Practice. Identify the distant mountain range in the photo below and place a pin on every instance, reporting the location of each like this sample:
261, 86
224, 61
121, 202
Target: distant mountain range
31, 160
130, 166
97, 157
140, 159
○ ○ ○ ○ ○
▶ **Task instructions**
Give the listing above again in full, with no word altered.

▶ **The answer**
Practice. Identify the distant mountain range in the photo below and place a pin on every instance, reporting the location of each like this sample:
261, 86
224, 61
121, 202
Target: distant mountain range
31, 160
130, 166
97, 157
140, 159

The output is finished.